_TASK TO CARRY OUT_
Please revise the rows below, changing every "Drop one marker per instance" to "Place one point on each instance" and keeping everything else the same.

_SUPPLIED INFORMATION_
## START
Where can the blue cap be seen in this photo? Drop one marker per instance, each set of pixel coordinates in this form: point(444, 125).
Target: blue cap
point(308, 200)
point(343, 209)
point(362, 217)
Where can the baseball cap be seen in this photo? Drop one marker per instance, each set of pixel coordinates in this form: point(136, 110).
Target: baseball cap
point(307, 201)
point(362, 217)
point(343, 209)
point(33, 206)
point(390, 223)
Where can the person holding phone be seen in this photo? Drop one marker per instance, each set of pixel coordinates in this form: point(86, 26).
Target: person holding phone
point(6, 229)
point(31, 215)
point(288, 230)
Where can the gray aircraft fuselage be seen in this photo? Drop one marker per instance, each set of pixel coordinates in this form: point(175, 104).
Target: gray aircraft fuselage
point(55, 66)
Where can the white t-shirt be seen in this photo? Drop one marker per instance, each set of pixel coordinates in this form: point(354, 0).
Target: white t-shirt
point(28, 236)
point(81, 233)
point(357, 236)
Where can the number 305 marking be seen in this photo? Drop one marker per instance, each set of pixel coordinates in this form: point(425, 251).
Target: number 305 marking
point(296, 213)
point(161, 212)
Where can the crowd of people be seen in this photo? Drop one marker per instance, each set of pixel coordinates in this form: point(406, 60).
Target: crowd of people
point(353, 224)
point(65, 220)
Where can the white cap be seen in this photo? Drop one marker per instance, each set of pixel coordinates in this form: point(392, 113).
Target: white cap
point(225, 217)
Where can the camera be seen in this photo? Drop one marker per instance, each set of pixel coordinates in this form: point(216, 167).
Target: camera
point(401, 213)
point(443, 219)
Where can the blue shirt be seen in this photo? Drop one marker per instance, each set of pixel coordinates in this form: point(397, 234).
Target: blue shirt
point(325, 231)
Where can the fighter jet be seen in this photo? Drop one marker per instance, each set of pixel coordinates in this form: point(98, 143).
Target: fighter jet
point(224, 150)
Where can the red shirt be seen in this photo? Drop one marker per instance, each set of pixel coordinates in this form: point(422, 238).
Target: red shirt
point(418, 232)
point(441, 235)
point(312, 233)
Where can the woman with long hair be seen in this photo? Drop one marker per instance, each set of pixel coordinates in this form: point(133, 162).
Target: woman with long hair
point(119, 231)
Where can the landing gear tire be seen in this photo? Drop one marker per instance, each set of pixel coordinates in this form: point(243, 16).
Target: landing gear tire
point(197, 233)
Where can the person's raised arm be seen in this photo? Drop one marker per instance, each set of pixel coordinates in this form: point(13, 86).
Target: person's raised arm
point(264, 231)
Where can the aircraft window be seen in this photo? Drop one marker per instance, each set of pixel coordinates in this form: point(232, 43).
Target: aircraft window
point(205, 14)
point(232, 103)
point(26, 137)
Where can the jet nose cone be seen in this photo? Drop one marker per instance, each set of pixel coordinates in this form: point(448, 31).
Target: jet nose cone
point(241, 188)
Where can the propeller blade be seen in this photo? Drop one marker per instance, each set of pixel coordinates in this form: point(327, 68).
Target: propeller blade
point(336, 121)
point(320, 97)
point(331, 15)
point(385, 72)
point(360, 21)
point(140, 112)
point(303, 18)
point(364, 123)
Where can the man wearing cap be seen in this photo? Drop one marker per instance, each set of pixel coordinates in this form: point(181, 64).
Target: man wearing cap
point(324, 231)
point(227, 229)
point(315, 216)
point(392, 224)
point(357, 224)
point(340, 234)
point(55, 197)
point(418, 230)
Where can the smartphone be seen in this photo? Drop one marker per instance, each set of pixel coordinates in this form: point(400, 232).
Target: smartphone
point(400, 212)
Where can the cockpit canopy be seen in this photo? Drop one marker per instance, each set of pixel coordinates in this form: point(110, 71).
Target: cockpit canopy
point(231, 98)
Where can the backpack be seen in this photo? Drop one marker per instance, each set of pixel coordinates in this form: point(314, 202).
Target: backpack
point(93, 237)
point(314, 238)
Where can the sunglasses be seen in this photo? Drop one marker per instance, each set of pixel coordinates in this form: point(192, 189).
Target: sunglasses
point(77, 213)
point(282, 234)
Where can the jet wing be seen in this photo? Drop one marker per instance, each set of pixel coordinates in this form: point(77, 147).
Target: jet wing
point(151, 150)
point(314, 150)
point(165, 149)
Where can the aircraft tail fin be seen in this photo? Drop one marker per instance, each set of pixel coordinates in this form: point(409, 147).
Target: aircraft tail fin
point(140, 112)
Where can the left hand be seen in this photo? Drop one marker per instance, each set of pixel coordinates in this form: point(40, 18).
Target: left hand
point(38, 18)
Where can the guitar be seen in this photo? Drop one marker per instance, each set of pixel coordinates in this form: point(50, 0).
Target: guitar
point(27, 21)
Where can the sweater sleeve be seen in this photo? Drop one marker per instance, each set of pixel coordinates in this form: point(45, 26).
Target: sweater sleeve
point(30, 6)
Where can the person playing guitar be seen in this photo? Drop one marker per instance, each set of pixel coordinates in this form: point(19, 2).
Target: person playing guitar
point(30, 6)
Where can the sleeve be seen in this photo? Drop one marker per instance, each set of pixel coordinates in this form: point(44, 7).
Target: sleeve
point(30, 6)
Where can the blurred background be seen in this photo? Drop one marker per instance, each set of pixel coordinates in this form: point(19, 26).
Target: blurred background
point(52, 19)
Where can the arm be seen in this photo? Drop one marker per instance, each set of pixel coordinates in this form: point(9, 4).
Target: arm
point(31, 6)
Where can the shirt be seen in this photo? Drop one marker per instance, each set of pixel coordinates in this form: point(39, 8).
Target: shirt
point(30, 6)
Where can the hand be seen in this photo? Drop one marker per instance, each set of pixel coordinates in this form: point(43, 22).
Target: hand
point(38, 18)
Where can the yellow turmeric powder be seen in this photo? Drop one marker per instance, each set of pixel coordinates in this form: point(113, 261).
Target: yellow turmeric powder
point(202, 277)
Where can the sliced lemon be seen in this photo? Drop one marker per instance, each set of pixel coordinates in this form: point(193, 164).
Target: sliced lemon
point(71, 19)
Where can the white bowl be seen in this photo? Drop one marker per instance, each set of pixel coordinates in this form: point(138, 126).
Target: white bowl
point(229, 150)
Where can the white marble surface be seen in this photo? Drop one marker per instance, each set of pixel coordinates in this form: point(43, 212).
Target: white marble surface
## END
_RESPONSE_
Where can the blue cap be seen in this photo? Place one point on each instance, each set of pixel coordinates in this form: point(444, 125).
Target: blue cap
point(308, 200)
point(343, 209)
point(362, 217)
Where can the baseball cap be seen in this photo? Place one point on each instance, each set of pixel coordinates in this form: point(136, 110).
Target: baseball cap
point(307, 201)
point(362, 217)
point(343, 209)
point(33, 206)
point(390, 223)
Where can the person holding phone be seen in this photo? Place one point on each instance, each set of pixel coordinates in this form: point(86, 26).
Target: person holding phone
point(6, 229)
point(31, 215)
point(288, 230)
Where can the gray aircraft fuselage be seen in this photo? Place one point on each instance, each set of pixel coordinates in this form: point(175, 104).
Target: gray aircraft fuselage
point(55, 66)
Where can the white t-shirt be seen in this photo? Place one point on each instance, each set of pixel coordinates in this form: point(354, 0).
Target: white t-shirt
point(28, 236)
point(81, 233)
point(357, 236)
Where can the number 305 marking be seen in this photo? Place one point on each instance, each set of pixel coordinates in this form: point(425, 251).
Target: number 305 marking
point(296, 213)
point(161, 212)
Where can the crowd of people be seen in this photo? Place one point on each instance, each set of pixel coordinates in this form: point(406, 60).
Target: crowd of people
point(353, 224)
point(65, 220)
Where can the white cap be seen in this photo? Place one point on each instance, each set of pixel coordinates in this form: point(392, 113).
Target: white cap
point(225, 217)
Where can the camera be seen in this photo? Place one point on each instance, each set of pixel coordinates in this form: point(216, 167).
Target: camera
point(401, 213)
point(443, 219)
Where can the blue shirt be seen in this photo? Place one point on each instance, each set of pixel coordinates in this form: point(397, 234).
Target: blue shirt
point(325, 231)
Where can the fighter jet be seen in this photo? Place one point on each instance, each set of pixel coordinates in this form: point(98, 143).
Target: fighter jet
point(224, 150)
Where can the red shirt be seen in this photo? Place one point on each instance, each set of pixel coordinates in this form: point(422, 238).
Target: red shirt
point(418, 232)
point(441, 235)
point(312, 233)
Where can the woman with long hair be seen in this photo? Place one point on each instance, each set of pixel coordinates in this form: point(133, 162).
Target: woman with long hair
point(119, 231)
Where can the landing gear tire be seen in this photo? Place one point on each instance, each set of pixel coordinates in this form: point(243, 16).
Target: landing gear tire
point(197, 233)
Where can the person's raised arm be seen in this photo? Place one point on each instance, each set of pixel coordinates in this form: point(13, 86).
Target: person's raised arm
point(264, 231)
Where can the aircraft window be seen in this photo? Place one point on each instance, each set of pixel coordinates in this form: point(232, 43).
Target: aircraft window
point(205, 14)
point(232, 103)
point(26, 137)
Where can the jet nose cone be seen in this photo? Place one point on each instance, each set of pixel coordinates in this form: point(448, 31).
Target: jet nose cone
point(241, 188)
Where can the propeller blade be seen in this photo? Place one point on each instance, each set of pixel coordinates in this form: point(327, 68).
Target: propeller blade
point(336, 121)
point(320, 97)
point(331, 15)
point(385, 72)
point(360, 21)
point(140, 112)
point(303, 18)
point(364, 123)
Where can the man wearing cap be seen in this photo? Place one point on each instance, each set of pixel coordinates in this form: point(181, 64).
Target: man wearing cap
point(324, 231)
point(227, 229)
point(315, 216)
point(392, 224)
point(357, 224)
point(340, 234)
point(55, 197)
point(418, 230)
Where can the smartphone be seen in this photo? Place one point on each instance, each set of pixel coordinates in this form: point(400, 232).
Target: smartphone
point(400, 212)
Where can the cockpit canopy be seen in this photo? Place one point on each instance, each set of pixel coordinates in this form: point(110, 71).
Target: cockpit canopy
point(231, 98)
Where can the backpack be seen in this photo? Place one point on each instance, each set of pixel coordinates in this form: point(314, 202).
Target: backpack
point(93, 237)
point(314, 238)
Where can the sunglasses be seen in this photo? Place one point on each instance, each set of pixel coordinates in this form: point(192, 189).
Target: sunglasses
point(77, 213)
point(282, 234)
Where can the jet wing be seen in this photo? Place one point on each instance, each set of pixel coordinates in this form: point(77, 147).
Target: jet wing
point(151, 150)
point(314, 150)
point(165, 149)
Where can the aircraft tail fin be seen in this photo? Place one point on each instance, each set of pixel coordinates in this form: point(409, 147).
Target: aircraft tail fin
point(140, 112)
Where can the left hand be seen in this photo? Place one point on each instance, each set of pixel coordinates in this form: point(40, 18).
Target: left hand
point(38, 18)
Where can the guitar be seen in this photo? Place one point on each instance, each set of pixel coordinates in this form: point(50, 0).
Target: guitar
point(27, 21)
Where can the sweater sleeve be seen in this photo? Place one point on each instance, each set of pixel coordinates in this form: point(45, 26).
Target: sweater sleeve
point(30, 6)
Where can the person playing guitar be seen in this photo? Place one point on each instance, each set of pixel coordinates in this form: point(19, 2).
Target: person playing guitar
point(30, 6)
Where can the sleeve be seen in this photo? Place one point on each instance, each set of pixel coordinates in this form: point(44, 7).
Target: sleeve
point(30, 6)
Where can the blurred background be seen in this photo? Place one point on each instance, each set of pixel coordinates in this form: point(19, 26).
Target: blurred background
point(52, 19)
Where can the arm be seen in this photo? Place one point on each instance, each set of pixel coordinates in this form: point(9, 4).
Target: arm
point(31, 6)
Where can the shirt be seen in this photo? Place one point on each instance, each set of pixel coordinates in this form: point(39, 8).
Target: shirt
point(30, 6)
Where can the hand be seen in this photo? Place one point on each instance, each set of pixel coordinates in this form: point(43, 22).
Target: hand
point(38, 18)
Where can the yellow turmeric powder be seen in this photo? Place one point on each instance, each set of pixel coordinates in this form: point(113, 261).
Target: yellow turmeric powder
point(202, 277)
Where can the sliced lemon be seen in this photo? Place one point on each instance, each set of pixel coordinates in this form: point(193, 164).
Target: sliced lemon
point(71, 19)
Where can the white bowl be seen in this photo? Place one point on each instance, each set of pixel coordinates in this form: point(138, 126).
Target: white bowl
point(229, 150)
Where can the white marble surface be seen in this photo? Place one point on each instance, each set of pixel coordinates in this form: point(43, 212).
Target: white marble surface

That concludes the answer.